**Objectif 1**
D'après l'extrait sur la géométrie et la topologie, en quelle année Perelman a-t-il prouvé la conjecture de géométrisation de Thurston ?
**Objectif 2**
Dans l'extrait sur la géométrie et la topologie, condensez sous forme de liste le paragraphe qui commence par « Dans le domaine des invariants », sans perdre ses faits principaux.
━━━━━ Extrait source ━━━━━
Dans un autre ordre d’idées, la taille des données accessibles et stockables croît constamment, aussi bien en sciences que dans les domaines socio-économiques. On assiste également à l’émergence de données de type nouveau, comme le « graphe du web ». L’analyse de ces données est un défi scientifique important, par essence pluridisciplinaire, nécessitant des mathématiques variées : statistiques, probabilités, géométrie.

2.2. Géométrie et topologie

Des progrès spectaculaires ont eu lieu ces dernières années concernant les variétés de dimension 3. La conjecture de géométrisation de Thurston, prouvée par Perelman en 2002, permet de découper toute variété de dimension 3 en « pièces » élémentaires, chacune étant munie d’une géométrie particulière, parmi 8 possibles ; les questions initiales de classification topologique peuvent alors être analysées géométriquement. L’une des 8 géométries est notoirement plus riche que les autres : celle des variétés modelées sur l’espace hyperbolique réel. Les travaux de Kahn et Markovic et de Agol et Wise, fournissent des informations fondamentales sur la topologie de ces variétés hyperboliques de dimension 3 : une telle variété Mcontient une surface de genre au moins 2 dont le groupe fondamental s’injecte dans celui de M et possède un revêtement fini qui fibre sur le cercle. Les méthodes employées relèvent de la topologie géométrique, des systèmes dynamiques et de la théorie géométrique des groupes.

Une autre série de conjectures a été progressivement résolue permettant de décrire les variétés de dimension 3 infinies mais de type fini qui sont munies d’une métrique hyperbolique complète ; la topologie de ces variétés est celle de l’intérieur d’une variété compacte à bord et des invariants géométriques définis « au bord » permettent de contrôler les déformations de ces variétés.

Dans le domaine des invariants en topologie de petite dimension, les théories homologiques les plus prometteuses pour l’étude des nœuds sont l’homologie de Khovanov et l’homologie instanton de Floer ; la première avait été introduite comme catégorification du polynôme de Jones, la seconde provient du domaine de la théorie de jauge. Kronheimer et Mrowka ont construit une suite spectrale reliant l’homologie de Khovanov et une variante de l’homologie de Floer. Comme application ils montrent que l’homologie de Khovanov (qui peut être calculée combinatoirement) permet de caractériser le nœud trivial : si un nœud dans la sphère S3 a la même homologie de Khovanov que le nœud trivial, alors c’est un nœud trivial. Cette propriété n’est toujours pas connue pour le polynôme de Jones.
━━━━━ Lignes affichées ━━━━━
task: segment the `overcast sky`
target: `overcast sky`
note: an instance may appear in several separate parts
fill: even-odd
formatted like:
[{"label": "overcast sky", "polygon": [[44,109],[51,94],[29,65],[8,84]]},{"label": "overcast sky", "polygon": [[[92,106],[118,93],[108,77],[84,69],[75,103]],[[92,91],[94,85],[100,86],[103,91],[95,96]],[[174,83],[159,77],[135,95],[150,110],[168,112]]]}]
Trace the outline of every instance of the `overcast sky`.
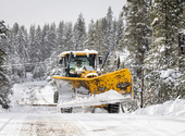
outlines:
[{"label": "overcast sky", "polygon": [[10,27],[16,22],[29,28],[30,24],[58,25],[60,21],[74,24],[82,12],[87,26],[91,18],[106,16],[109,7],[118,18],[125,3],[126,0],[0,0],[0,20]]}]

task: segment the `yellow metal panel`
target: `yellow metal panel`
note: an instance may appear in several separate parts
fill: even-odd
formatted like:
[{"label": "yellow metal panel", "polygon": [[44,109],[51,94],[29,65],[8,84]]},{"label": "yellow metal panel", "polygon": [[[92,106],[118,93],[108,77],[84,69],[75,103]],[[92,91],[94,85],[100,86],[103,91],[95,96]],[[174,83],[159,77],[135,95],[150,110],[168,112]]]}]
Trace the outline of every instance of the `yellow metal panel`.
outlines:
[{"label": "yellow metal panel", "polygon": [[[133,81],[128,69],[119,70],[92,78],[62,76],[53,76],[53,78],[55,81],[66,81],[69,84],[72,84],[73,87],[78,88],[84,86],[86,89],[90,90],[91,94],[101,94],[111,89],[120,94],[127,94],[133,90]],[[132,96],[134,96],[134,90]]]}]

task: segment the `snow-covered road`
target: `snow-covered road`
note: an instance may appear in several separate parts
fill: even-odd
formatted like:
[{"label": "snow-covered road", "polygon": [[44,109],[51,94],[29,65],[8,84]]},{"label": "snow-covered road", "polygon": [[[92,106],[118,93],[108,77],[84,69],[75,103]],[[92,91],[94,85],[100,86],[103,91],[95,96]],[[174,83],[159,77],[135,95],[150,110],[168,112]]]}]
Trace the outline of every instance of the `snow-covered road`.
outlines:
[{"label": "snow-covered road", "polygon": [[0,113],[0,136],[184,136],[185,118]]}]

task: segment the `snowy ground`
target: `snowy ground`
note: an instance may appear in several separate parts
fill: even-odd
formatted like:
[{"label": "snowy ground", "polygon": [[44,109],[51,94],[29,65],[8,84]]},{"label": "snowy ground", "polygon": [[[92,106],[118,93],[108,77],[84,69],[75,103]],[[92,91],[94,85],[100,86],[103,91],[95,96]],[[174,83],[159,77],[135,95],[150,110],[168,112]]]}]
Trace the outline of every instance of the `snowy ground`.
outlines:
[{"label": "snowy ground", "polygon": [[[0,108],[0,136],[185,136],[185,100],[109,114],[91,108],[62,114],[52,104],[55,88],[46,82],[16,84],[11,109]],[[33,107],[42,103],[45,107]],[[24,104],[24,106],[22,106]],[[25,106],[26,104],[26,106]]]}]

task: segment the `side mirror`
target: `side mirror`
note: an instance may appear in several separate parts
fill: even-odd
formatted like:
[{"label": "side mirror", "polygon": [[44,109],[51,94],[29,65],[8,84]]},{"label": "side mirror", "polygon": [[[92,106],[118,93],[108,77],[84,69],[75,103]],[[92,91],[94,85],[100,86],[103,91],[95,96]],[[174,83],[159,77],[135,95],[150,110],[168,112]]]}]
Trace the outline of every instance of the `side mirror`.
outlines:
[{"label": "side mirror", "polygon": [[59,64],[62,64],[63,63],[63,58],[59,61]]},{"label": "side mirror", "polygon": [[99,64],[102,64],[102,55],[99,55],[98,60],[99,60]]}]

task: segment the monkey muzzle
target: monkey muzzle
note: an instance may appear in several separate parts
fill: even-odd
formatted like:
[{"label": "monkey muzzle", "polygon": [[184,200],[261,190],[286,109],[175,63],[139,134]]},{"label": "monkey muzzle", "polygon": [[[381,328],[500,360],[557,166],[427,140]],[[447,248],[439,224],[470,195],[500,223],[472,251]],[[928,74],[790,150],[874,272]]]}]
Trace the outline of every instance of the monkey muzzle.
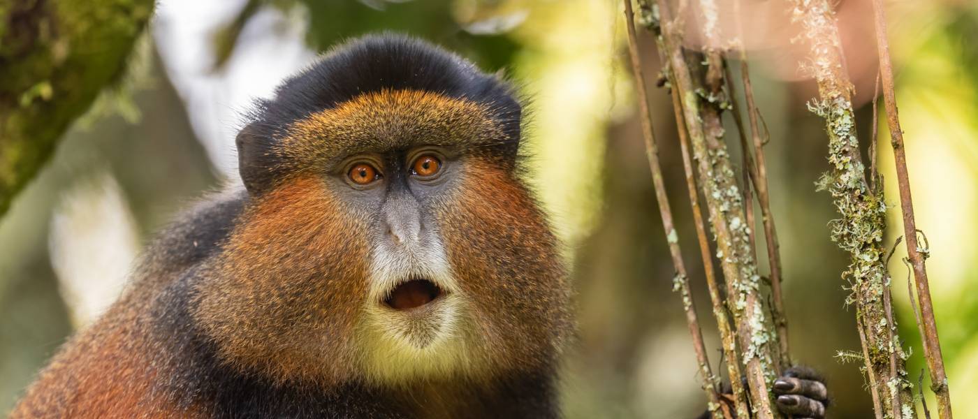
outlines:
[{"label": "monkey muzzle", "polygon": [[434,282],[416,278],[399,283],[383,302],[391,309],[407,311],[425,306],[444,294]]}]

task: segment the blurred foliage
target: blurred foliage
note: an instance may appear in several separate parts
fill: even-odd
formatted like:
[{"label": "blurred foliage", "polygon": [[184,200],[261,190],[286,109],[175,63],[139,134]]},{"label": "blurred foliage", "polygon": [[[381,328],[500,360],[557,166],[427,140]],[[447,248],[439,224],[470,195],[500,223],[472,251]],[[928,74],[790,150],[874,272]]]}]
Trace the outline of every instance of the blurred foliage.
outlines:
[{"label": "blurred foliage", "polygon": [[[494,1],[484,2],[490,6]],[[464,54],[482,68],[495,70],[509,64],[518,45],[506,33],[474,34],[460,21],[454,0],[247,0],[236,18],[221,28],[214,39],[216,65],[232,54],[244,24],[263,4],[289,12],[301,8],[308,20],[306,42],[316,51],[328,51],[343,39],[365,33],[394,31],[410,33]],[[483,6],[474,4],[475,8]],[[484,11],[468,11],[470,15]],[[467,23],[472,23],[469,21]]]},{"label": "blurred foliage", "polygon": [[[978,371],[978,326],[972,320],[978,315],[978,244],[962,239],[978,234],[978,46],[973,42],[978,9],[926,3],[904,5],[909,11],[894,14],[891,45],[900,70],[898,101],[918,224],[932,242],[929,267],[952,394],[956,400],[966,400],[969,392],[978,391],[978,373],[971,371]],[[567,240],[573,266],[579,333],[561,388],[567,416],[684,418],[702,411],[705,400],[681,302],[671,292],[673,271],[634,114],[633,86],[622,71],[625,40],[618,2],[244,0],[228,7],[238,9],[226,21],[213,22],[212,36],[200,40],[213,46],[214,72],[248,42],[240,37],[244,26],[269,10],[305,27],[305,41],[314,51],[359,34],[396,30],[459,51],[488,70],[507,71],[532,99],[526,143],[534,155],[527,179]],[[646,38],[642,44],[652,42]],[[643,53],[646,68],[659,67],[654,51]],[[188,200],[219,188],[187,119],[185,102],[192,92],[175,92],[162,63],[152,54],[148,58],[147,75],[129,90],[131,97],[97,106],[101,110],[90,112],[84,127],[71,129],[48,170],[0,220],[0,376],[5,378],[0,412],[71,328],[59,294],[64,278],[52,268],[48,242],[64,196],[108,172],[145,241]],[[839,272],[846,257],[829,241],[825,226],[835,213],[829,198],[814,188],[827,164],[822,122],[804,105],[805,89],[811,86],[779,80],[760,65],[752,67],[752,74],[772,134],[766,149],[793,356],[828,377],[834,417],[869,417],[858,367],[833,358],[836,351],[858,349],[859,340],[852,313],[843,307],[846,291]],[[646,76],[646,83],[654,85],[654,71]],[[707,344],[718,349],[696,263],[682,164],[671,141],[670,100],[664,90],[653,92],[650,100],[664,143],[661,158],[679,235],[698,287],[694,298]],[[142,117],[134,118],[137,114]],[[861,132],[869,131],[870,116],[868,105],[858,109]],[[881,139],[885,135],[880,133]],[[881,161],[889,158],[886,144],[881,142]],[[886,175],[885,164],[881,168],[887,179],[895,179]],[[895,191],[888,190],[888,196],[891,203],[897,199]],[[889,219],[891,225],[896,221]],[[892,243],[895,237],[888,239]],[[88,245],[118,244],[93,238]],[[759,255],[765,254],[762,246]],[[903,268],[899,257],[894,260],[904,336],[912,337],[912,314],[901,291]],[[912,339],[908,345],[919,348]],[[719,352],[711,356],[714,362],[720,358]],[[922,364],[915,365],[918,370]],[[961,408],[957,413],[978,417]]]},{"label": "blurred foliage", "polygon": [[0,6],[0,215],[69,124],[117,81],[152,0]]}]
━━━━━
**Réponse 1**
En 2002.

**Réponse 2**
- En topologie de petite dimension, les théories homologiques les plus prometteuses pour l'étude des nœuds sont l'homologie de Khovanov et l'homologie instanton de Floer.
- L'homologie de Khovanov a été introduite comme catégorification du polynôme de Jones. L'homologie instanton de Floer provient de la théorie de jauge.
- Kronheimer et Mrowka ont construit une suite spectrale reliant l'homologie de Khovanov à une variante de l'homologie de Floer.
- En application, l'homologie de Khovanov, calculable combinatoirement, caractérise le nœud trivial : un nœud de la sphère S3 qui a la même homologie de Khovanov que le nœud trivial est lui-même trivial.
- Cette propriété n'est toujours pas connue pour le polynôme de Jones.